┌─ Provided entries

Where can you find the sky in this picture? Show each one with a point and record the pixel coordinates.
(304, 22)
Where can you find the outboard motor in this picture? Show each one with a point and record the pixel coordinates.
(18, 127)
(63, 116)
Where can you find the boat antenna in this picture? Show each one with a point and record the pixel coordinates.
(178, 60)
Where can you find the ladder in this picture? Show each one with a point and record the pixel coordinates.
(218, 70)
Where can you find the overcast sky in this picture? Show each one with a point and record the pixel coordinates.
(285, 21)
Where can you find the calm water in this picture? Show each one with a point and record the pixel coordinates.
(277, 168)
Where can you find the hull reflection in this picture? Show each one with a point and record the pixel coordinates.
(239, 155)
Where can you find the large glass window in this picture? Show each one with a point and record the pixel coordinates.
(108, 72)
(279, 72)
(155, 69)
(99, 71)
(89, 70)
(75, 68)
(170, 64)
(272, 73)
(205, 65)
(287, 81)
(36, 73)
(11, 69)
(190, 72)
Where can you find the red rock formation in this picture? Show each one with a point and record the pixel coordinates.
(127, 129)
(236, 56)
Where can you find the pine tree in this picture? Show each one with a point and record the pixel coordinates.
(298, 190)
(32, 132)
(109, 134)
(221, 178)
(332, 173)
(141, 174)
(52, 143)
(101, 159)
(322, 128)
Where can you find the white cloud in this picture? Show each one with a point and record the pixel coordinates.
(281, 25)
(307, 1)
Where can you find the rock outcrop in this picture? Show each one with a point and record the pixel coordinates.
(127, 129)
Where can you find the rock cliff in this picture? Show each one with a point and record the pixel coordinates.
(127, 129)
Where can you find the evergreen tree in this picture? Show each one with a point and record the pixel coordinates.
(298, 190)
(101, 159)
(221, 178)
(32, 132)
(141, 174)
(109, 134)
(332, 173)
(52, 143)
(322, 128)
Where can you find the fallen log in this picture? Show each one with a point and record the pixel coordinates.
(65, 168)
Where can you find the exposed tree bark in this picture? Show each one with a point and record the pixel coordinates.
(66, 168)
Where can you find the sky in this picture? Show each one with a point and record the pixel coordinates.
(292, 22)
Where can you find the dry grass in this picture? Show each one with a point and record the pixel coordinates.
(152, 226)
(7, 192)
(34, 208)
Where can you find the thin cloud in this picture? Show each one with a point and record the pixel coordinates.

└─

# [Exercise prompt]
Output the full listing exactly as given.

# [Answer for this exercise]
Where can you find the sky in this picture? Show each one with a point and record the pixel coordinates.
(304, 22)
Where can you find the outboard motor in this picture? Show each one with a point and record the pixel coordinates.
(18, 127)
(63, 116)
Where can you find the boat antenna in this picture? Show each one with a point and record the pixel coordinates.
(178, 60)
Where can you find the ladder in this picture? Show each one with a point and record the pixel coordinates.
(218, 70)
Where can you find the overcast sky in this picture? Show each one with a point and record the pixel coordinates.
(285, 21)
Where can you find the calm water in this picture? Show each one with a point and record the pixel coordinates.
(277, 168)
Where can you find the hull reflection in this picture? Show each one with a point and record the pixel coordinates.
(239, 155)
Where can you find the large glass window in this picture? Show each one with a point and record the pixel coordinates.
(108, 72)
(279, 72)
(155, 69)
(99, 71)
(89, 70)
(75, 68)
(170, 64)
(272, 73)
(205, 65)
(287, 81)
(36, 73)
(11, 69)
(190, 72)
Where can you find the red rock formation in this picture? Show each one with a point and record the pixel coordinates.
(127, 129)
(236, 56)
Where can you find the pine tree in this picture? Show each one with a point and record the pixel coordinates.
(298, 190)
(32, 132)
(109, 134)
(221, 178)
(332, 173)
(141, 174)
(52, 143)
(101, 159)
(322, 128)
Where can you find the white cloud in this picture? Show each one with a point and record the pixel coordinates.
(281, 25)
(307, 1)
Where can you find the rock outcrop in this picture? Show each one with a point and record the pixel coordinates.
(127, 129)
Where can you find the rock cliff in this picture? Show each one with a point and record the pixel coordinates.
(127, 129)
Where can you find the evergreen tree in this picture? Show each one with a point and record the pixel coordinates.
(298, 190)
(101, 159)
(221, 178)
(32, 132)
(141, 174)
(109, 134)
(332, 173)
(52, 143)
(322, 128)
Where can you find the fallen log in this picture? Show each one with a point and record the pixel coordinates.
(65, 168)
Where can you find the exposed tree bark in this picture? Show each one with a point and record the pixel coordinates.
(66, 168)
Where can you find the sky in this picture? Show each one with a point and record the pixel coordinates.
(292, 22)
Where can you find the dry grass in this picture? Show each one with a point and record the pixel coordinates.
(152, 226)
(7, 192)
(34, 208)
Where can you find the thin cloud in this picture? Show each one with a point and record the pixel coordinates.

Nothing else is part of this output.